=== EXTRAIT FOURNI ===
La biopsie du ganglion sentinelle (GS) a été proposée dans les années 90 pour les patients atteints de mélanome malin (MM) cutané en alternative à la lymphadénectomie systématique, source de comorbidité et n’apportant aucun bénéfice à une majorité de malades. Cette technique, peu invasive, permet d’identifier le premier ou les premiers ganglions qui drainent la zone de la tumeur cutanée. L’absence ou la présence de métastase au niveau de ce GS sont supposées refléter le statut des autres ganglions régionaux.
L’étude MSLT-1 (Multicenter Selective Lymphadenectomy Trial) a été débutée en 1994 pour déterminer si la biopsie du GS permettait effectivement d’identifier les patients porteurs de métastases ganglionnaires régionales occultes et si la lymphadénectomie entreprise immédiatement sur la foi de résultats positifs de la biopsie procurait un meilleur pronostic qu’une lymphadénectomie retardée effectuée uniquement lorsque un envahissement ganglionnaire était constaté au cours du suivi.
Les malades inclus avaient un mélanome primitif d’épaisseur (indice de Breslow) de 1 mm ou plus et de niveau de Clark (niveau de pénétration de la tumeur dans les couches anatomiques de la peau) de III. C’est en effet dans ce groupe de patients que les modèles statistiques avaient montré une possible influence positive de la précocité de la lymphadénectomie sur la survie.
=== LIGNES PRÉSENTÉES ===
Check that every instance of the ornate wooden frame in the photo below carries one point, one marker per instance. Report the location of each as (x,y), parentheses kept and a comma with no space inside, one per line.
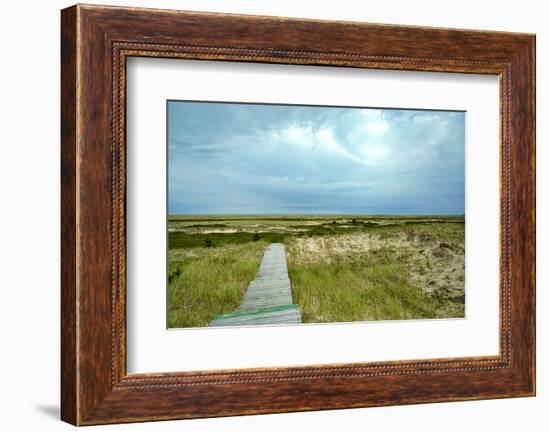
(95,43)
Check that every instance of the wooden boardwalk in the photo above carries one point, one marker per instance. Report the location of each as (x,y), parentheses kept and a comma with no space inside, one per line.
(268,299)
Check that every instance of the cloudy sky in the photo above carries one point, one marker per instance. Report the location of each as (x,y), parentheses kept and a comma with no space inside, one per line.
(226,158)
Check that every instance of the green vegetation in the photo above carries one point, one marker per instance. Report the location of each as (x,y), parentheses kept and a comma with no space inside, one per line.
(342,268)
(209,281)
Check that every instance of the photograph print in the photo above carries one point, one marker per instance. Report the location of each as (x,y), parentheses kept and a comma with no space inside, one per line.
(295,214)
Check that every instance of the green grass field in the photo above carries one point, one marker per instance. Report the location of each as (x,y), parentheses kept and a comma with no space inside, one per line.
(342,268)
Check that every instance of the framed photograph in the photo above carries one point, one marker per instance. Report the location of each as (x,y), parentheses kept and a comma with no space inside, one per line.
(263,214)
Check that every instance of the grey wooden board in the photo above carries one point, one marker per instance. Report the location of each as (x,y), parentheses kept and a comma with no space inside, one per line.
(272,318)
(271,288)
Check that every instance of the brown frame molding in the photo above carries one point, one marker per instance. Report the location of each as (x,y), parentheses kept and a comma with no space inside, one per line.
(95,43)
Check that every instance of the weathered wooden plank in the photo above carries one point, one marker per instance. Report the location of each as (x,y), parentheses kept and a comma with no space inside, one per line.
(270,315)
(268,299)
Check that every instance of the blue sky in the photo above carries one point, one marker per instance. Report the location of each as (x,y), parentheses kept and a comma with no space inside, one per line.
(226,158)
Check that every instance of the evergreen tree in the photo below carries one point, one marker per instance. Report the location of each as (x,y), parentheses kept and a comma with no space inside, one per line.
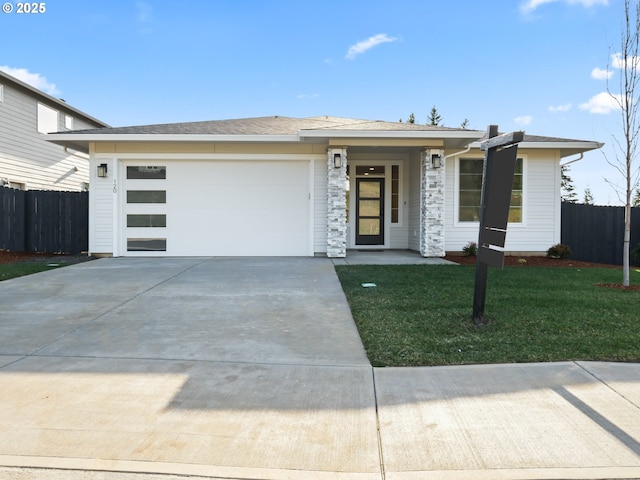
(434,117)
(568,191)
(588,197)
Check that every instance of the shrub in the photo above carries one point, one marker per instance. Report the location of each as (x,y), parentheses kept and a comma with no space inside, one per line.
(470,249)
(559,251)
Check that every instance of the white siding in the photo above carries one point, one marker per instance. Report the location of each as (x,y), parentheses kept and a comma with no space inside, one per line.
(25,157)
(413,202)
(320,206)
(541,226)
(101,208)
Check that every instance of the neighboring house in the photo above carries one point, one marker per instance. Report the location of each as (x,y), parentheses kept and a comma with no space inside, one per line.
(27,160)
(303,187)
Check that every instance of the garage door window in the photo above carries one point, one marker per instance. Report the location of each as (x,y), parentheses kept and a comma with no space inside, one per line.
(146,196)
(146,244)
(146,220)
(150,173)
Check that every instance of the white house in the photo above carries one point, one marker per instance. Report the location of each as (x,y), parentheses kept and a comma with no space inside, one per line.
(27,160)
(306,186)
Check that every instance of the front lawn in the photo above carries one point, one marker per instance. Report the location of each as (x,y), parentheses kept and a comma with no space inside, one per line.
(13,270)
(421,315)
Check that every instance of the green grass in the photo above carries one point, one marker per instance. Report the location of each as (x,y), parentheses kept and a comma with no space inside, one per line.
(13,270)
(421,315)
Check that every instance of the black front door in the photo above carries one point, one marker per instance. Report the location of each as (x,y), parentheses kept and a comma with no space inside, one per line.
(370,211)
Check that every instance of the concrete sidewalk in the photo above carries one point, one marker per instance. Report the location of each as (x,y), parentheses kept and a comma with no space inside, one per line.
(129,369)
===
### CONSIGNES
a – Relevez tous les sigles employés dans l'extrait, avec la signification que le texte donne à chacun.
b – Indiquez si chacune des affirmations suivantes est conforme à l'extrait, en citant les mots du texte qui permettent de trancher.
(i) L'étude MSLT-1 a commencé en 1994.
(ii) La biopsie du ganglion sentinelle a été proposée dans les années 80.
(iii) Les malades inclus avaient un mélanome d'une épaisseur inférieure à 1 mm.
c – Recopiez mot pour mot le passage de l'extrait allant de « L’étude MSLT-1 (Multicenter » à « sur la survie. ».
Ces lignes n'ont aucun lien avec l'extrait.

### CORRIGÉ
a –
GS : ganglion sentinelle
MM : mélanome malin
MSLT-1 : Multicenter Selective Lymphadenectomy Trial

b –
(i) Oui : « L’étude MSLT-1 (Multicenter Selective Lymphadenectomy Trial) a été débutée en 1994 ».
(ii) Non : « a été proposée dans les années 90 ».
(iii) Non : « d’épaisseur (indice de Breslow) de 1 mm ou plus ».

c –
L’étude MSLT-1 (Multicenter Selective Lymphadenectomy Trial) a été débutée en 1994 pour déterminer si la biopsie du GS permettait effectivement d’identifier les patients porteurs de métastases ganglionnaires régionales occultes et si la lymphadénectomie entreprise immédiatement sur la foi de résultats positifs de la biopsie procurait un meilleur pronostic qu’une lymphadénectomie retardée effectuée uniquement lorsque un envahissement ganglionnaire était constaté au cours du suivi.
Les malades inclus avaient un mélanome primitif d’épaisseur (indice de Breslow) de 1 mm ou plus et de niveau de Clark (niveau de pénétration de la tumeur dans les couches anatomiques de la peau) de III. C’est en effet dans ce groupe de patients que les modèles statistiques avaient montré une possible influence positive de la précocité de la lymphadénectomie sur la survie.